STATED GOAL: Rewrite the listing starting with the line that contains "Target: black-tipped orange bill" and going on through the end of the listing, with the requests included, and offset each coordinate in the answers by adding 126 to every number. Leave the pictures out of your answer.

Stored items from a collection
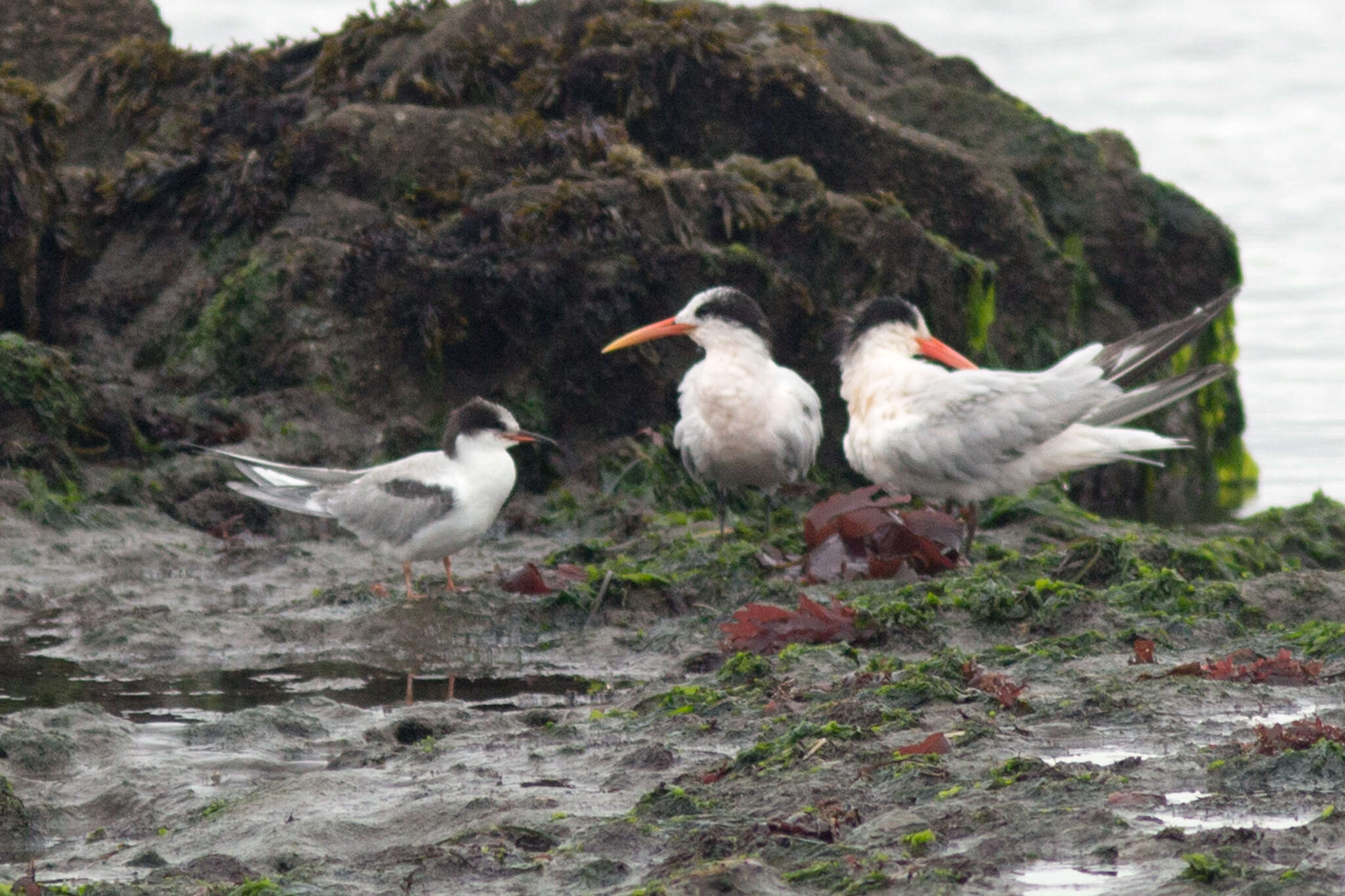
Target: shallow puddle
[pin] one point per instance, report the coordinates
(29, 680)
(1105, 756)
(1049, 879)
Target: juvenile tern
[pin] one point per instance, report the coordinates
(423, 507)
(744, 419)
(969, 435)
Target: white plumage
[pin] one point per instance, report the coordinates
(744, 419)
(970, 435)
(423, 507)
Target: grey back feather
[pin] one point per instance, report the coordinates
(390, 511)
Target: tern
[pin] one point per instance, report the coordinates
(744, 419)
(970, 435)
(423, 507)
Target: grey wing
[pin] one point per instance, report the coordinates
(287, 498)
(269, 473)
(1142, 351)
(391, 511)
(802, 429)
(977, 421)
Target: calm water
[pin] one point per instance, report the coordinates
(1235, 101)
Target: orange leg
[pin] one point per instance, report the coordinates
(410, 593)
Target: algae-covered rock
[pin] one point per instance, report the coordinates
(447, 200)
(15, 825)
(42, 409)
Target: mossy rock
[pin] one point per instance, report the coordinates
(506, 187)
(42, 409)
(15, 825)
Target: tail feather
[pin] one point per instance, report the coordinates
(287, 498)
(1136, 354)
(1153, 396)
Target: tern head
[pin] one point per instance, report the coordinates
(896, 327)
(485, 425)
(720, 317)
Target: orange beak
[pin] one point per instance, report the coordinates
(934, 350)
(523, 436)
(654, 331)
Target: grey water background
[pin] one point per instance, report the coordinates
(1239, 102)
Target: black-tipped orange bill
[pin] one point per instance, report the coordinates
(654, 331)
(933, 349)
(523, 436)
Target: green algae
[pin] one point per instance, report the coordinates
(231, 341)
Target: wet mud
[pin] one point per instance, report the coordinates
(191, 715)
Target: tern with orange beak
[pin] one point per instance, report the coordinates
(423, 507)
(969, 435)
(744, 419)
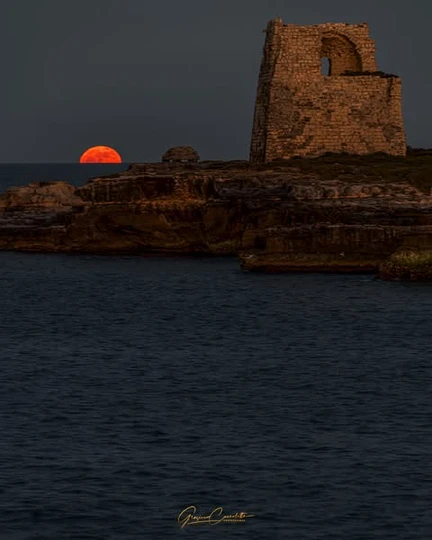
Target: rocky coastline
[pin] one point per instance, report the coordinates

FINISHED EXERCISE:
Target: black-tipped orange bill
[pin] one point per instance, report the coordinates
(780, 457)
(1059, 475)
(649, 562)
Target: green algae
[pin] one point per instance, report the coordinates
(357, 467)
Target: wet mud
[pin] one point per instance, report the coordinates
(317, 841)
Target: tern with orange beak
[pin] one point per instance, report the coordinates
(549, 633)
(1095, 561)
(870, 545)
Target: rocky coastline
[pin] one point per instance, report the coordinates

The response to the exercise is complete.